Required work:
Look through the listing below and work out how many of its lines hold the word "green". Give only the number.

Material shown:
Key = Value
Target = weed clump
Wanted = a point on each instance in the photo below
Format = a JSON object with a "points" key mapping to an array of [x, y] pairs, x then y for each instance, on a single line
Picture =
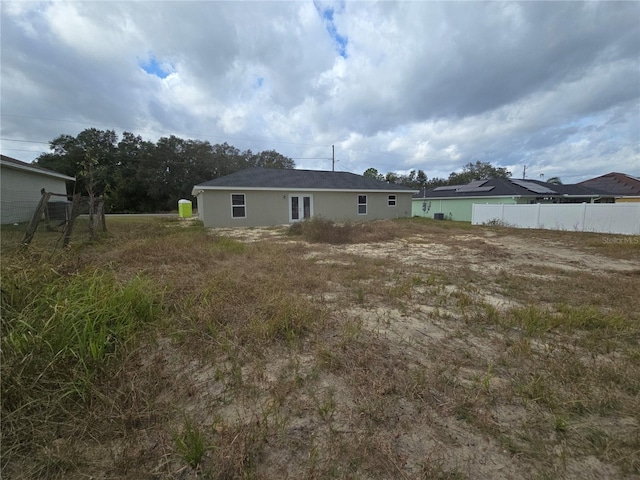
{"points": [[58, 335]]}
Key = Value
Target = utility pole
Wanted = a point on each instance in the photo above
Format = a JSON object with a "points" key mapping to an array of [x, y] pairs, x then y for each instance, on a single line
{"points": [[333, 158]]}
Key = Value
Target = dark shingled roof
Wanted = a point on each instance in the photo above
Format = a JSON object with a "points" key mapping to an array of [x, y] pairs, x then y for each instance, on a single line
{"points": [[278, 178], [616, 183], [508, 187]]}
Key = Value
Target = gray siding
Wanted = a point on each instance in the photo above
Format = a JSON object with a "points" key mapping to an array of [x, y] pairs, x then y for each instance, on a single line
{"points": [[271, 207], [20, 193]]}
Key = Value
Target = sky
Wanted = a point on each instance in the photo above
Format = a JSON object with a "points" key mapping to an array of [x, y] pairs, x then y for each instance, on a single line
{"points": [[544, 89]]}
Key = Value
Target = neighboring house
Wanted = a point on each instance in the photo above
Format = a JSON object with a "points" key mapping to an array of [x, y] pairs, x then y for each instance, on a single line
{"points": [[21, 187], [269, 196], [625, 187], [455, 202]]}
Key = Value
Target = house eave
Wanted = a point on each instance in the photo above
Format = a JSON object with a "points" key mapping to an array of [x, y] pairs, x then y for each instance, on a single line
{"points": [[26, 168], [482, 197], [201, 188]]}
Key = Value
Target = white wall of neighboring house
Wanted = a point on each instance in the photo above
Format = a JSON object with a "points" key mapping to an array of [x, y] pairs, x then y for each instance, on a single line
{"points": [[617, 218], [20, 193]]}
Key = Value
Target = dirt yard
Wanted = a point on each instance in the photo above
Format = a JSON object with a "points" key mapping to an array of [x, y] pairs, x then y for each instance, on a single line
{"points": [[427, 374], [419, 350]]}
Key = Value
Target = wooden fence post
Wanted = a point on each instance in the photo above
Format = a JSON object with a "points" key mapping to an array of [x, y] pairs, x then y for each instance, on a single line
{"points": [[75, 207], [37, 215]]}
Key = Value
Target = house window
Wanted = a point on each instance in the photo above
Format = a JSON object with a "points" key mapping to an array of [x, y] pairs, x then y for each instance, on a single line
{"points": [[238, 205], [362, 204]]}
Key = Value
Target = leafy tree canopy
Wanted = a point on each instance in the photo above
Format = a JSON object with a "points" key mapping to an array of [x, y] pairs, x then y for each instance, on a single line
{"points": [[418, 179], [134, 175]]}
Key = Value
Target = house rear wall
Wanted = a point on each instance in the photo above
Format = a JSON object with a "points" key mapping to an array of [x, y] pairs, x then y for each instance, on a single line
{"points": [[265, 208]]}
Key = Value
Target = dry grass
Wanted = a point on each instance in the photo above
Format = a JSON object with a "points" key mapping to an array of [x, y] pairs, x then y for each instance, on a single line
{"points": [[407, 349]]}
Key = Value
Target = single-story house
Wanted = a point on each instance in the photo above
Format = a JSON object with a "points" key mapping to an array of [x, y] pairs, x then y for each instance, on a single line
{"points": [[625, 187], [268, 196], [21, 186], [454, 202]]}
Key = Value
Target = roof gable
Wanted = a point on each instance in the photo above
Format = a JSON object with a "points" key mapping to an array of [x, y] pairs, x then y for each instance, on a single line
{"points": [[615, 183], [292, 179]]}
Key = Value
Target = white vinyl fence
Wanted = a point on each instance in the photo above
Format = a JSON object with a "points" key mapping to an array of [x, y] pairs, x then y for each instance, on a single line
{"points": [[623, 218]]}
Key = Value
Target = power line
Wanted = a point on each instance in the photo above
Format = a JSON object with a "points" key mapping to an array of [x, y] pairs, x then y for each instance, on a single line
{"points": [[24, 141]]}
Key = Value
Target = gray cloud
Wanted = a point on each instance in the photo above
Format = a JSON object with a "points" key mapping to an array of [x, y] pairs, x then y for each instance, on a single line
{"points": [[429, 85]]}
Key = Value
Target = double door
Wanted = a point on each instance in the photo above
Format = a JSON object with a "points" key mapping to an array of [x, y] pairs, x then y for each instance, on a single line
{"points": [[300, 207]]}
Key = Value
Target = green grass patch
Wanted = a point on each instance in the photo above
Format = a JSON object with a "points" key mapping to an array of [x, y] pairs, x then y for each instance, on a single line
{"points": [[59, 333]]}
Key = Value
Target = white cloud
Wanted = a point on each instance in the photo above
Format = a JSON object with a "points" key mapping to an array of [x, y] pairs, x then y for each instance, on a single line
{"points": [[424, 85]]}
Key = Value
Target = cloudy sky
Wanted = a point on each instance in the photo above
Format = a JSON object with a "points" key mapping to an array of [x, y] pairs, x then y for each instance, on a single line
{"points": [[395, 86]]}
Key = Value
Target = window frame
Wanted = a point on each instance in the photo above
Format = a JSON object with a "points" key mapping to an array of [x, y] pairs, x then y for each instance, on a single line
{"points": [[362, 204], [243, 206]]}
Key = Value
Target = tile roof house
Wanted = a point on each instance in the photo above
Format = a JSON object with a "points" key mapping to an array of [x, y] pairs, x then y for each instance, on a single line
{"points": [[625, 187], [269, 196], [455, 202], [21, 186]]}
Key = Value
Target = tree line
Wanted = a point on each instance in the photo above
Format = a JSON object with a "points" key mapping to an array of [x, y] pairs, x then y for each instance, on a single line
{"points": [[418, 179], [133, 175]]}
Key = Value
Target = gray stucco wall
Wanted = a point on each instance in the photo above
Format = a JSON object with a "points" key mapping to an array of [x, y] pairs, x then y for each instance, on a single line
...
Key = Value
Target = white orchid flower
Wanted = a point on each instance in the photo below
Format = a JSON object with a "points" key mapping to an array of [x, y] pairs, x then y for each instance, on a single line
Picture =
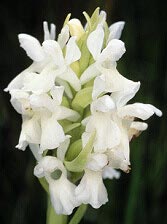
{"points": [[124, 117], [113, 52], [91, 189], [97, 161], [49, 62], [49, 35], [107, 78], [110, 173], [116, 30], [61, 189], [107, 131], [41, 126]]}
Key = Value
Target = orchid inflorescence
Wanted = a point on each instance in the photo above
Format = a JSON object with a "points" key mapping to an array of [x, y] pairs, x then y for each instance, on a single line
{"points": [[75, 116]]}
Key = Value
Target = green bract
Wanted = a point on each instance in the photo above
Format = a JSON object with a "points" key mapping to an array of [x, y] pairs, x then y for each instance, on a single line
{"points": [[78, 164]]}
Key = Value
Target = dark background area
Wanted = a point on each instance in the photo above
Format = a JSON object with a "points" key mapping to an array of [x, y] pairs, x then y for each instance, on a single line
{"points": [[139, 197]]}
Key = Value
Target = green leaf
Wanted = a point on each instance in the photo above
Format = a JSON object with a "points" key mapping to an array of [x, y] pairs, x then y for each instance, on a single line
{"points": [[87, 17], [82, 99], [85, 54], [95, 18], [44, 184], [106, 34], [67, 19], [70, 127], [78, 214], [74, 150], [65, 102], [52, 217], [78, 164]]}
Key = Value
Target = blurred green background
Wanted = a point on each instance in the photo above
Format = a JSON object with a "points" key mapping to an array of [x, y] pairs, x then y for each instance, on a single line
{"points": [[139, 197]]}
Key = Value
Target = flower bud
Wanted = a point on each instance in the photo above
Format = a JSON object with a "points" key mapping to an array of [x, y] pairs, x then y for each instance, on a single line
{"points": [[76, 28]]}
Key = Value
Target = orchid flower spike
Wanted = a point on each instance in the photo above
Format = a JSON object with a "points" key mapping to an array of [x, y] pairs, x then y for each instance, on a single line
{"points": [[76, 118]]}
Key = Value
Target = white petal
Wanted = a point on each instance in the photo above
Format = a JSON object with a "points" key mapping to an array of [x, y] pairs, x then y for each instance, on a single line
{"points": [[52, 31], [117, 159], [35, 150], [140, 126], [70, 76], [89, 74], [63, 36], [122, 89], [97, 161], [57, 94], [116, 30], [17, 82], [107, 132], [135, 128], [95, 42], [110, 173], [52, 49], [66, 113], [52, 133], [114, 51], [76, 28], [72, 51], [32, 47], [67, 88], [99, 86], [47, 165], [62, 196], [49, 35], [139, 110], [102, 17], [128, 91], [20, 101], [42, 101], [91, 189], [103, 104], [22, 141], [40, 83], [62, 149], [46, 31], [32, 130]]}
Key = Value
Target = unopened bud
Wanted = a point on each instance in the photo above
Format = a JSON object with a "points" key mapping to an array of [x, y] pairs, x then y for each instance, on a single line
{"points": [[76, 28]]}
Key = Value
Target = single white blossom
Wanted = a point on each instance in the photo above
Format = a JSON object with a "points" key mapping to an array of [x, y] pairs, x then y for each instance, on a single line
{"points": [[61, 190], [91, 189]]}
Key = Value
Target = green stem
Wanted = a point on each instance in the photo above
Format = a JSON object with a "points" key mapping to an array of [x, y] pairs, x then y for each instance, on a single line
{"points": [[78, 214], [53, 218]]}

The answer:
5